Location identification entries
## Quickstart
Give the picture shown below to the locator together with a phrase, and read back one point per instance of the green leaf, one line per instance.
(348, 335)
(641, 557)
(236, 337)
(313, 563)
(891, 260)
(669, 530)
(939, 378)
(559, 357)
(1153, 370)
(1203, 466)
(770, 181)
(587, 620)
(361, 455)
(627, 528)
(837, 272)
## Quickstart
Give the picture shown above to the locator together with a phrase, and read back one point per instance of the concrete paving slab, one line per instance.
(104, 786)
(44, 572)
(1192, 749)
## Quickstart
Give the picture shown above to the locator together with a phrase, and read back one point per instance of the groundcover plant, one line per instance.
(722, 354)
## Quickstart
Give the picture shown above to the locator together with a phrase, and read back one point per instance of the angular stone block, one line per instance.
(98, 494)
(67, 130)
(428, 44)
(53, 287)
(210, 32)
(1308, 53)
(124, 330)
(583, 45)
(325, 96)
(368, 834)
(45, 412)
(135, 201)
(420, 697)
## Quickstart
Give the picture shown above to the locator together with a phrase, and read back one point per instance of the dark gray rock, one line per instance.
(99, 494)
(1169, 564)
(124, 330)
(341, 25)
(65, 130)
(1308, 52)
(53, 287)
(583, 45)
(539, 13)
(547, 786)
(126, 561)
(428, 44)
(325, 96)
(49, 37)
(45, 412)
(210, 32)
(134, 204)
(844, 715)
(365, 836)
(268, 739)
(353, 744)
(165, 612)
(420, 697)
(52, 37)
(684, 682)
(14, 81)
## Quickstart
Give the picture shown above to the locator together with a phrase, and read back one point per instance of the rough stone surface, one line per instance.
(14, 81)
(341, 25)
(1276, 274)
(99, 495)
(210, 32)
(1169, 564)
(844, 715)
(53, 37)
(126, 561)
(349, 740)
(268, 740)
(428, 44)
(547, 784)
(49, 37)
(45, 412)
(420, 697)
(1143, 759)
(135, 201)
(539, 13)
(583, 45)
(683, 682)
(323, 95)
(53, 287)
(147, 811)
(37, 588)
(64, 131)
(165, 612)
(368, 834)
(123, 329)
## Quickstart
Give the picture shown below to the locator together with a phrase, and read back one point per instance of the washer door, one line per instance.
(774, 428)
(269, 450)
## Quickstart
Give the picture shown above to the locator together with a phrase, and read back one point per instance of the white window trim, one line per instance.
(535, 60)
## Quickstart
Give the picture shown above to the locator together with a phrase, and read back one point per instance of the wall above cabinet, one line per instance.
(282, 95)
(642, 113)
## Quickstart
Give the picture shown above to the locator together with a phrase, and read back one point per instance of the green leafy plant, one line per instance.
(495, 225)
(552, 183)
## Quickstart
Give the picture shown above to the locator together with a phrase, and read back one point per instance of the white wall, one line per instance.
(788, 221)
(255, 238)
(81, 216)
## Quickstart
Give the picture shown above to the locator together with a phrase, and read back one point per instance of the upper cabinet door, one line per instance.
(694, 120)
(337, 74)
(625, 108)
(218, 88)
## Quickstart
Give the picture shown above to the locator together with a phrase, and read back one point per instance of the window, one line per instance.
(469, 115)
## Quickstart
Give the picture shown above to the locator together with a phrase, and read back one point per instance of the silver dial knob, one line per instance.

(INSTRUCTIONS TO FOLLOW):
Restate the data above exactly, keeping each word as it stands.

(OUTPUT OF THE EXERCISE):
## Quickstart
Give the picture shown below to the locator together with a phrase, and read back one point per instance of the green leaf, one line per instance.
(348, 335)
(641, 557)
(236, 337)
(313, 563)
(891, 260)
(669, 530)
(939, 378)
(559, 357)
(1153, 370)
(1203, 466)
(770, 181)
(587, 620)
(361, 455)
(627, 528)
(837, 272)
## Quickstart
Give the picture shown above to the locator together with a phrase, and read back one point per instance of the concrete paving slab, one line per instance.
(104, 786)
(44, 572)
(1192, 749)
## Quickstart
Give the picture shown above to the locator together with a phrase, and read back one point per instance of the groundcover plant, one line per instance.
(722, 354)
## Quickstart
Give the picture shown above to the locator together with a phrase, and read back one point per instance of the angular stone block, one line per instance.
(98, 494)
(67, 130)
(428, 44)
(53, 287)
(210, 32)
(1308, 53)
(124, 330)
(583, 45)
(325, 96)
(368, 834)
(45, 412)
(135, 201)
(420, 697)
## Quickstart
Give the picture shown above to the locator together with a phrase, and read back one point per instance of the dark gray rock, one line per instance.
(99, 494)
(1169, 564)
(124, 330)
(341, 25)
(65, 130)
(1308, 52)
(53, 287)
(583, 45)
(539, 13)
(547, 786)
(126, 561)
(428, 44)
(325, 96)
(49, 37)
(45, 412)
(210, 32)
(134, 204)
(844, 715)
(365, 836)
(268, 739)
(353, 744)
(165, 612)
(420, 697)
(52, 37)
(684, 682)
(14, 81)
## Quickstart
Give the picture shown above to the locator together with a phrase, and read back one point per instance of the rough stone surface, one line per instance.
(14, 81)
(341, 25)
(1276, 274)
(99, 495)
(210, 32)
(1169, 564)
(844, 715)
(53, 37)
(126, 561)
(349, 740)
(268, 740)
(428, 44)
(547, 784)
(49, 37)
(45, 412)
(420, 697)
(1143, 759)
(135, 201)
(539, 13)
(583, 45)
(683, 682)
(323, 95)
(53, 287)
(147, 811)
(37, 588)
(64, 131)
(165, 612)
(368, 834)
(123, 329)
## Quickstart
Give the picture shown below to the locator together with a phrase, and read back one point per instance of the washer door, one line per instance.
(774, 428)
(269, 450)
## Quickstart
Give the picture shown above to the locator together with a phrase, and read back one point per instance of the white window trim, one line per instance.
(535, 60)
## Quickstart
Give the picture shown above to the locator together with a phrase, and read back one point per instance of the wall above cabinet, one line per instance.
(282, 95)
(642, 113)
## Quickstart
Give the picture shown above to the locator together with a phrase, and read back one point per instance of the green leafy plant, one line per instance.
(495, 225)
(552, 183)
## Quickstart
Give the picture shown above to the locator together with a phrase, and read back one point per instance of the white wall, one line per instance.
(788, 221)
(255, 238)
(81, 216)
## Quickstart
Give the picture shown above to the locator together with a phrase, and read back one point per instance of the upper cabinet door, one line per instance.
(694, 120)
(337, 74)
(625, 108)
(218, 88)
## Quickstart
Give the picture shown above to the locator together with a phrase, and read back one point per instance of the window, one line per instance.
(469, 115)
## Quickstart
Give the picture shown above to the locator together with a phrase, and read back one point per instance of the silver dial knob, one line per instance.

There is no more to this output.